PROBLEM DETAILS: Where a line contains the word "backpack", copy that line from the records below.

Segment Start: SUPPLIED MATERIAL

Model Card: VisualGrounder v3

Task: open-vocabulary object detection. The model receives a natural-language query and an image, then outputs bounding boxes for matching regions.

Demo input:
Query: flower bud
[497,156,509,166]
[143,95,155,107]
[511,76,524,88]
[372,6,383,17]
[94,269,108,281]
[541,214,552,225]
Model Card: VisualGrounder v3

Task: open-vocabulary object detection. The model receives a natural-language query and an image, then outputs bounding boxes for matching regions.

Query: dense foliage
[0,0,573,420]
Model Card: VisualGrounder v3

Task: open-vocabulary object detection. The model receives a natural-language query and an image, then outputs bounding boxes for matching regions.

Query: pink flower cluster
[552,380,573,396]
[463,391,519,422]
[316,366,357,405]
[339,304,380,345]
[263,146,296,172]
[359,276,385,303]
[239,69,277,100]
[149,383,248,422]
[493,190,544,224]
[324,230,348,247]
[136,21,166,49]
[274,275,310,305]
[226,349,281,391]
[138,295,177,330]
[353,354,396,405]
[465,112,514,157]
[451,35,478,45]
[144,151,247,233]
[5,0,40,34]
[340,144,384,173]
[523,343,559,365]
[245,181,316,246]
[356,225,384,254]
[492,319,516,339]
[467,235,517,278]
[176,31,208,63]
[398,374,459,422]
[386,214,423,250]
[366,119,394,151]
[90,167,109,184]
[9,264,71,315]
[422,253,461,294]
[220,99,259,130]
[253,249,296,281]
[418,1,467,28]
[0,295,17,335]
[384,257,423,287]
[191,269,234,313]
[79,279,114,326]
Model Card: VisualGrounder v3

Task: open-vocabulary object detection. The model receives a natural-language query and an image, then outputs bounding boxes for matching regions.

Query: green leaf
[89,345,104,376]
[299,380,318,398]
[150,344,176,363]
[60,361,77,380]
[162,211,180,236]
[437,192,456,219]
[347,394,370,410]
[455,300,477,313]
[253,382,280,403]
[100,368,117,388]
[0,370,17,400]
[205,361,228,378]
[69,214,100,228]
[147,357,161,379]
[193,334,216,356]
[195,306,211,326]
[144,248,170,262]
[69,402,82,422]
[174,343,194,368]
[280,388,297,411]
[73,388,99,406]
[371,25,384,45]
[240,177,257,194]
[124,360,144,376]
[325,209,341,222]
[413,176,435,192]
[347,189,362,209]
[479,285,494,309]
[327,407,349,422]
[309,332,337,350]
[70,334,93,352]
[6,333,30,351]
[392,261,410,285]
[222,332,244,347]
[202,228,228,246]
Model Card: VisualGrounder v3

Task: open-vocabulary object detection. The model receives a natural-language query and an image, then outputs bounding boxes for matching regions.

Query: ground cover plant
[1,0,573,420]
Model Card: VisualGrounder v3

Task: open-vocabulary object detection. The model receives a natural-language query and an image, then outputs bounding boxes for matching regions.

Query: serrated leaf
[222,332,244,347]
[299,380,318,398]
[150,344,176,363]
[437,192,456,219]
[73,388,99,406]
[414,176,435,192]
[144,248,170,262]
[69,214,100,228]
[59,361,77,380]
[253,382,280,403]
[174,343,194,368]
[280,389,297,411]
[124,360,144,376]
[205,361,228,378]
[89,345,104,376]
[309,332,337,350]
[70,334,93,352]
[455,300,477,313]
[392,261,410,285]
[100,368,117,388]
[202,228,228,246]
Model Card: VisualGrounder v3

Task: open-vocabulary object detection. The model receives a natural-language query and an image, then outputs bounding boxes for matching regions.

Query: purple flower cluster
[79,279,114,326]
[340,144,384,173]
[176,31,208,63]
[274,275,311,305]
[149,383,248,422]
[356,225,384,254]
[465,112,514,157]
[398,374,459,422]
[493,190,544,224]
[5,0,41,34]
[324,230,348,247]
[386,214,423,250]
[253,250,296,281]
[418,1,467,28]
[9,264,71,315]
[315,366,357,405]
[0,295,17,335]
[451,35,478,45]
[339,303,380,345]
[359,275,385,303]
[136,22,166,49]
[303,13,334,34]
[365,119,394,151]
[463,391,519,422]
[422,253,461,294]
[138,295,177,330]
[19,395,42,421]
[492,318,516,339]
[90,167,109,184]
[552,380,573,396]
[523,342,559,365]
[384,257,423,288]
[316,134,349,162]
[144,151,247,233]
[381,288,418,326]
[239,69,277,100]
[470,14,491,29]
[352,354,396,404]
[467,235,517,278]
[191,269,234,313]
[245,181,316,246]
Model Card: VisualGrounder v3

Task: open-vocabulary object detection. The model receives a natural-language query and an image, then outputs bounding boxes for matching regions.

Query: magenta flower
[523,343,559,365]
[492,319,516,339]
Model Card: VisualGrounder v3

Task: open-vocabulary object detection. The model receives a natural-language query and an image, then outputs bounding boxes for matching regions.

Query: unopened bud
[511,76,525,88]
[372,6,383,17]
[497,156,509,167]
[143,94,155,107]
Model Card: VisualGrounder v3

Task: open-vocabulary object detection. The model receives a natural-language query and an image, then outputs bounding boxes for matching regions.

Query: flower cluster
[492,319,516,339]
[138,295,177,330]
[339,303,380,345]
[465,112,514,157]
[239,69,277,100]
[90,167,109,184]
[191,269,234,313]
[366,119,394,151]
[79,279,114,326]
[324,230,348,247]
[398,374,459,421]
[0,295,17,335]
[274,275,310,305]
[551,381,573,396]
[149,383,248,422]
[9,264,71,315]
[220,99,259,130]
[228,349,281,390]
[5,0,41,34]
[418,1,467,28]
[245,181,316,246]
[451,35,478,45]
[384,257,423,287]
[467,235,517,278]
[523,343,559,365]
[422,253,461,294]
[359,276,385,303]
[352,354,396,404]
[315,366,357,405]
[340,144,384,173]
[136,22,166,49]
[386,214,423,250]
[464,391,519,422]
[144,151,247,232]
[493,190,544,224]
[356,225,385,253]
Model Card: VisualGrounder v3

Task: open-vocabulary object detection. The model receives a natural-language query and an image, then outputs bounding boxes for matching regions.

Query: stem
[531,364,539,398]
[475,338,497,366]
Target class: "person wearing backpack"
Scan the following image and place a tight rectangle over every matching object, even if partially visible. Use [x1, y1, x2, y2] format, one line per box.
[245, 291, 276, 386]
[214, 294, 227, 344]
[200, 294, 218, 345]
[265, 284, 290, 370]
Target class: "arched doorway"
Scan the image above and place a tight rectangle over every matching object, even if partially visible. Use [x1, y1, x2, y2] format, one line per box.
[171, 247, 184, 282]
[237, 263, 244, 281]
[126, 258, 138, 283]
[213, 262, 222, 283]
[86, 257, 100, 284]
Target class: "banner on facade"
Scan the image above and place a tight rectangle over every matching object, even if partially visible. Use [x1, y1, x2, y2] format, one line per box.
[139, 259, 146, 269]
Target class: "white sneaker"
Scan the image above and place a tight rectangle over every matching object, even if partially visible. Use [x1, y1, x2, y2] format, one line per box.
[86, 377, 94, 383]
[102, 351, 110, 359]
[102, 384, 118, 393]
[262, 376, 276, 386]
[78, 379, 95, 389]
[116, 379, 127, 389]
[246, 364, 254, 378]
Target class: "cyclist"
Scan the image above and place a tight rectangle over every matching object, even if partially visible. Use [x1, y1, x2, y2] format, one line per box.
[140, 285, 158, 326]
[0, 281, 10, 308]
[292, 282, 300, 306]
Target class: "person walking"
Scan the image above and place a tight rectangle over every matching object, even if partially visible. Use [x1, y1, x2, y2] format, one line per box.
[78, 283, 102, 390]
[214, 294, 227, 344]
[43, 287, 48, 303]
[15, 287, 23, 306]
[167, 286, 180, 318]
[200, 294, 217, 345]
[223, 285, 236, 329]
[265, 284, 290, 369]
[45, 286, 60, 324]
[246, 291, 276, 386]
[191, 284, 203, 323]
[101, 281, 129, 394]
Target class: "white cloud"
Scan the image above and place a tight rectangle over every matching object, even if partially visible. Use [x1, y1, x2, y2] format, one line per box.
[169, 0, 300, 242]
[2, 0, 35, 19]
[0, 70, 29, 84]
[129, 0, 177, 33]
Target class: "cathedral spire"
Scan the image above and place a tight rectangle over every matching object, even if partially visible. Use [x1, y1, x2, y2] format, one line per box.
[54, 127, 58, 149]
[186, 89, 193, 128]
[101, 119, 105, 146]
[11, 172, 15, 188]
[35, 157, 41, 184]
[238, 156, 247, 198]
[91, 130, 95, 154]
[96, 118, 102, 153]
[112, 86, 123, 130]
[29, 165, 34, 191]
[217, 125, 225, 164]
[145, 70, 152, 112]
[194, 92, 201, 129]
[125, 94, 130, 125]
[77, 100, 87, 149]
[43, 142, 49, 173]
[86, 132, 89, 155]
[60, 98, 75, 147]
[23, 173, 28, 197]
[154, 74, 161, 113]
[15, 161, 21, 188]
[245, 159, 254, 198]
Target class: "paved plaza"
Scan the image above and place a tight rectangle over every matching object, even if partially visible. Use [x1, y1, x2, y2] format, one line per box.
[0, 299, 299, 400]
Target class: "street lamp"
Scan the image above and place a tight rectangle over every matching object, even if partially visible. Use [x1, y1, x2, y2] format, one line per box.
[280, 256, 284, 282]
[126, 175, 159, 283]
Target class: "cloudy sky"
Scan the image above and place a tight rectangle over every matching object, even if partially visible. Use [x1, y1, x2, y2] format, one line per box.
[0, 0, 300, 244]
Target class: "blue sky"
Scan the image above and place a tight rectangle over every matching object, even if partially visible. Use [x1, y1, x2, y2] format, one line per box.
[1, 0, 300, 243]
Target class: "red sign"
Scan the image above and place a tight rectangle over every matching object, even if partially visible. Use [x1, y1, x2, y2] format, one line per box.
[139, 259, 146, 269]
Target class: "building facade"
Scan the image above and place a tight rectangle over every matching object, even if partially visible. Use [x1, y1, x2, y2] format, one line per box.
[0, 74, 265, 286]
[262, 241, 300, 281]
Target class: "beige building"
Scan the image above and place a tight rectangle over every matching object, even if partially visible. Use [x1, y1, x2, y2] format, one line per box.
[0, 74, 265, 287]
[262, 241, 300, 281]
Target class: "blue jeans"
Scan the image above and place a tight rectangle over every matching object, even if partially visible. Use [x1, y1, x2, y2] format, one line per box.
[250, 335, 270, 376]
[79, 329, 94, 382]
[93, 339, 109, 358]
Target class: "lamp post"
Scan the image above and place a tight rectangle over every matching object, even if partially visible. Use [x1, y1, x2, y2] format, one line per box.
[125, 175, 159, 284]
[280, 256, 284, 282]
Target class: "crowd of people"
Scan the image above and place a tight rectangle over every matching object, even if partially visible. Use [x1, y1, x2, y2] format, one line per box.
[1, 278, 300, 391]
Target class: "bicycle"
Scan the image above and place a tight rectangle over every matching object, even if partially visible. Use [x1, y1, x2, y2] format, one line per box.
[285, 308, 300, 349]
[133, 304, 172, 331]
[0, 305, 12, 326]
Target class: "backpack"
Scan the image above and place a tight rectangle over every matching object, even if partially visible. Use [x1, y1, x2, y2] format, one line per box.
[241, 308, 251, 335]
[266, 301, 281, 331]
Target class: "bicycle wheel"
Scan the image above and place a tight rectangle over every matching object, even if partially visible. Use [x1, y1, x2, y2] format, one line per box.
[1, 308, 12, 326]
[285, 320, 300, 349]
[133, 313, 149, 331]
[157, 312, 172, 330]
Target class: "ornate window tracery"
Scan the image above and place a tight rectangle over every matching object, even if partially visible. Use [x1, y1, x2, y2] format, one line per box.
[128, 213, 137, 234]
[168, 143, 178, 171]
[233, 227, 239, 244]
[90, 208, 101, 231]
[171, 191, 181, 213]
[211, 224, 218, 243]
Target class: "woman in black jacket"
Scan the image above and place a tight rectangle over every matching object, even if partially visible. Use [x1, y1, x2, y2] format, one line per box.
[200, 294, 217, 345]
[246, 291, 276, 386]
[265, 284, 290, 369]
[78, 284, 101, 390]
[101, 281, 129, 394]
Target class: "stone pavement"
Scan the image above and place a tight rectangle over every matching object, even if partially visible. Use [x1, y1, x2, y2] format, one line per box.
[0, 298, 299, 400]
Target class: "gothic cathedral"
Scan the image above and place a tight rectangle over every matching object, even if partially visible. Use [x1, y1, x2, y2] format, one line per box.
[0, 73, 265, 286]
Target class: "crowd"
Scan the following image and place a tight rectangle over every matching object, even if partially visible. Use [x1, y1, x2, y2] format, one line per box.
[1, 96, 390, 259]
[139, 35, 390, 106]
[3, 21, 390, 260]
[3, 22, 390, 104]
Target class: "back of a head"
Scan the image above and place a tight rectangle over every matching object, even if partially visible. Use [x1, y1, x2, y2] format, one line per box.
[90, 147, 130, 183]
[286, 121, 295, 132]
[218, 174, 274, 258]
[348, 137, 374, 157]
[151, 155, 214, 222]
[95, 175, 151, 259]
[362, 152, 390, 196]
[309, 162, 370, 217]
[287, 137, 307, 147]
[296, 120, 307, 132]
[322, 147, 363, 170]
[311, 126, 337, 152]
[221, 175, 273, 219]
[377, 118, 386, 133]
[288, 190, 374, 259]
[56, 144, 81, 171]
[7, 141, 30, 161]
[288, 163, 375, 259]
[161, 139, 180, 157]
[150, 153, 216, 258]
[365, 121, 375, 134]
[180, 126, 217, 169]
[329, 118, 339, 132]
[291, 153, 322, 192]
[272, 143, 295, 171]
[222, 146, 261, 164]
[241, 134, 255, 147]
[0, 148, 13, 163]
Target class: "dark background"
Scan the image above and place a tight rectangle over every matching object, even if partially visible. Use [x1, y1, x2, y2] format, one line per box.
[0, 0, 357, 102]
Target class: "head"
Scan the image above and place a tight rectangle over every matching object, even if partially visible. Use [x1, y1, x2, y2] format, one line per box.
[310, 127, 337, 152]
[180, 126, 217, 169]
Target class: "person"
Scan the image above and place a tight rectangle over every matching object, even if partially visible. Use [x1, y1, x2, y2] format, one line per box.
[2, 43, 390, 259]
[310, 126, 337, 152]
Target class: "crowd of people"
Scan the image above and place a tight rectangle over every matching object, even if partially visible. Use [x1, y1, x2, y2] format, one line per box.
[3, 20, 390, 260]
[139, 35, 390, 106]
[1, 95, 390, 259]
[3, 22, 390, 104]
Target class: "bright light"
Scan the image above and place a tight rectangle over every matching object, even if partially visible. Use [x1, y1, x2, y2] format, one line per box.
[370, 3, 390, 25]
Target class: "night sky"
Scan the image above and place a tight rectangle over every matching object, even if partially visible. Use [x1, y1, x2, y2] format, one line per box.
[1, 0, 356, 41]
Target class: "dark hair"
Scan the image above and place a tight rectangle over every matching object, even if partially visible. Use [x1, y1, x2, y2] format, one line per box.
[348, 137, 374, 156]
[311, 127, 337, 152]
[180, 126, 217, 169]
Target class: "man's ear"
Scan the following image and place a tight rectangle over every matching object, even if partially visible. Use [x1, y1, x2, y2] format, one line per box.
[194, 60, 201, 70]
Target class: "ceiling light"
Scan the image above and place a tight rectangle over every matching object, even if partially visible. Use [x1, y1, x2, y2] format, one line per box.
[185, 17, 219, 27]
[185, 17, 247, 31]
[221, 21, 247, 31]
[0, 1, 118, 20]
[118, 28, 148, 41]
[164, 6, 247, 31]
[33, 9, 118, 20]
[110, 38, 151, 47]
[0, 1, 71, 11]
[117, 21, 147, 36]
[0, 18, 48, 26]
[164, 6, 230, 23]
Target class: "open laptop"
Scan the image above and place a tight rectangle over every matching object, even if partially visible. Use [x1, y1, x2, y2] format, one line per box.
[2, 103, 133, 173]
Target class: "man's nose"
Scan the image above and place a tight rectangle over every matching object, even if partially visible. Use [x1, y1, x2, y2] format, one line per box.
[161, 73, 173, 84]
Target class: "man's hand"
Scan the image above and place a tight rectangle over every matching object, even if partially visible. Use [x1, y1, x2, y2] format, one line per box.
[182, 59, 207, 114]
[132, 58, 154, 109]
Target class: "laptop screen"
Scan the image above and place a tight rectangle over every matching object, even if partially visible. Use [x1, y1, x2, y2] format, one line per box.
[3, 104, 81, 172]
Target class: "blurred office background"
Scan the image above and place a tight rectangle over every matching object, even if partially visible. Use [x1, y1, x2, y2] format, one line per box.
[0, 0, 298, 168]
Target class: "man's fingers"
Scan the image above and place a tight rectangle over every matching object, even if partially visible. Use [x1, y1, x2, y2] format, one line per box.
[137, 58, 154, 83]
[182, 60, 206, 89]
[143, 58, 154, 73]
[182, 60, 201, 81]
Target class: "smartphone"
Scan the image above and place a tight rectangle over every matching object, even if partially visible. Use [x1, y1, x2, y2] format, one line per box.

Segment End: SUPPLIED MATERIAL

FINISHED EXERCISE:
Target class: "person wearing backpack"
Target class: "backpack"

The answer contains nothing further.